─── Extrait de page ───

Sélection de la langue


Recherche sur veterans.gc.ca

Irene Maria Armstrong

Mme Colleen Pidgeon, de l'administration centrale à Charlottetown, nous a fait parvenir l'histoire qui suit. Le texte traite du service militaire en temps de guerre et est tiré d'un essai rédigé par la mère de Mme Pidgeon, Irene Maria Armstrong, et intitulé « My Service Days During and After WW II » (Mon service militaire pendant et après la Seconde Guerre mondiale). Mme Armstrong a fait partie de la Division féminine de l'Aviation royale du Canada (ARC) pendant environ deux ans, soit de juin 1944 à août 1946.

« Lorsque j'avais 18 ans, au début de l'année 1944, je travaillais au ministère de la Marine et j'effectuais la correction des livres. J'avais décidé de joindre les rangs de la Division féminine de l'ARC. Après avoir rempli les formulaires d'usage et avoir passé l'examen médical au bureau de recrutement d'Ottawa, j'ai été assermentée. On m'a ensuite dit de me présenter au centre de recrutement de Rockcliffe le vendredi suivant. Je suis retournée à mon travail pour remettre ma démission. Mon directeur, qui avait été dans la Marine au cours de la Première Guerre mondiale, m'a dit : « Il est hors de question que vous nous quittiez pour joindre un service de débutants! C'est une trahison! »

─── Données disponibles ───

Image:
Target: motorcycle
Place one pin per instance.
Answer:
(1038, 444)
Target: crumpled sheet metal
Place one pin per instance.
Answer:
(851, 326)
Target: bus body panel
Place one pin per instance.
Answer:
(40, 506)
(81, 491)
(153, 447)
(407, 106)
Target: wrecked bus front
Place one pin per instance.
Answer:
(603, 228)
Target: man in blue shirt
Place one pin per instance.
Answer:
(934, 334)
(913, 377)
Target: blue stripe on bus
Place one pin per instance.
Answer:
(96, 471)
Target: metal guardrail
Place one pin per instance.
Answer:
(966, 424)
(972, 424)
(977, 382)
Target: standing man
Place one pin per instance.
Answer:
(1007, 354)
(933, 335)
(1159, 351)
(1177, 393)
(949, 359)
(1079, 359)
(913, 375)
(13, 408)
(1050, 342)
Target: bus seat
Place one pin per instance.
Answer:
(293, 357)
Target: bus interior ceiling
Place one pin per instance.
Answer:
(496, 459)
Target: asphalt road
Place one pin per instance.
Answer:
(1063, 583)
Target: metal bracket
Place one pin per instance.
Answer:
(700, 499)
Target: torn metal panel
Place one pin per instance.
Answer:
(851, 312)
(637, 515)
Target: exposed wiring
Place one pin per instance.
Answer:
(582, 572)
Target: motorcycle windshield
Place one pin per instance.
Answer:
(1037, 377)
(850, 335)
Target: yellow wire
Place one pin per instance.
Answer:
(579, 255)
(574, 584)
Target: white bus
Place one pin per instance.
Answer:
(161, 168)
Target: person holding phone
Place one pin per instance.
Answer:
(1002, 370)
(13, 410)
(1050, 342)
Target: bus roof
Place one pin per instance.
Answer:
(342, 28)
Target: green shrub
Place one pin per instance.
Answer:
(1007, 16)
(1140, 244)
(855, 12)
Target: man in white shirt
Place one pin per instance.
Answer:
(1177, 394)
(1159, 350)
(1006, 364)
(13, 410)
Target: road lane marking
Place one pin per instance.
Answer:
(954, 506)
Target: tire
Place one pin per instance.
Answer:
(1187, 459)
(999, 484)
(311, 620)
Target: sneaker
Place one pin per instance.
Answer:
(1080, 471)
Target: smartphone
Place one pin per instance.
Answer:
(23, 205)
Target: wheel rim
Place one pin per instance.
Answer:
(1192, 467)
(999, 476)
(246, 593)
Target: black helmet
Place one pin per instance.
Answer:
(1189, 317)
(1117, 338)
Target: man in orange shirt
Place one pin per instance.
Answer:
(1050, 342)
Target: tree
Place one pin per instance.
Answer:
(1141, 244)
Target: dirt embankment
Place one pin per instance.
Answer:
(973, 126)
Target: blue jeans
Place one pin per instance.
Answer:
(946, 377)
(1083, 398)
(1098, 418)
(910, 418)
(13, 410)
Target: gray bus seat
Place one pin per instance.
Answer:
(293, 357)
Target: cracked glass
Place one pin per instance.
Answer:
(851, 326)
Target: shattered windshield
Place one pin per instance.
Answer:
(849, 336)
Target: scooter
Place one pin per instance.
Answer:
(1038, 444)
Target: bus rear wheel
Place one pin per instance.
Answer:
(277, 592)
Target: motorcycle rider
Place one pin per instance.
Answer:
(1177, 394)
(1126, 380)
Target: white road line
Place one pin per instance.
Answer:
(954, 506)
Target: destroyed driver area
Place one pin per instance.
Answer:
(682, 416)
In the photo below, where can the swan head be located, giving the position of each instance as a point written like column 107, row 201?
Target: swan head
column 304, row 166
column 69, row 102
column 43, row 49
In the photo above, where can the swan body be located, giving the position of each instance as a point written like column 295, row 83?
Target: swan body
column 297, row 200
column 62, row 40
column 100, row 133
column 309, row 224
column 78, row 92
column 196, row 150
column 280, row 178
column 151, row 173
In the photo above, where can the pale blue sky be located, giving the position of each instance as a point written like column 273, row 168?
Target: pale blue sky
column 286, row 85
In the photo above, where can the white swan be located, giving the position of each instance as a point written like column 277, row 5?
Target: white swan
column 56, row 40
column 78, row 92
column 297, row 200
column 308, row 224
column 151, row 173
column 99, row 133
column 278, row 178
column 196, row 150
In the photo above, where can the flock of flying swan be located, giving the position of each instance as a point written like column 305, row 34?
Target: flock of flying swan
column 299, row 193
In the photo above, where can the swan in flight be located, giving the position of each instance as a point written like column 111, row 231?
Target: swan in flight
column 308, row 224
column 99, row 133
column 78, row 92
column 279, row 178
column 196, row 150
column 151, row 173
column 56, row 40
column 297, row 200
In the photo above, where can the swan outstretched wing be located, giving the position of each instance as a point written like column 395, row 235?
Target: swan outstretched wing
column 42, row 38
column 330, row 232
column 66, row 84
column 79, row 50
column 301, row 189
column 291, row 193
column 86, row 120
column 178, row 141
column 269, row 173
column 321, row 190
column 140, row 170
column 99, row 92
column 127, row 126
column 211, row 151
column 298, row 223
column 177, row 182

───

▸ Travail demandé
Répondez aux questions suivantes d'après l'extrait sur Irene Maria Armstrong.
(a) Pendant quelle période a-t-elle fait partie de la Division féminine de l'ARC?
(b) Dans quel ministère travaillait-elle au début de l'année 1944?
(c) Où lui a-t-on dit de se présenter le vendredi suivant?

▸ Réponse proposée
(a) De juin 1944 à août 1946.
(b) Au ministère de la Marine.
(c) Au centre de recrutement de Rockcliffe.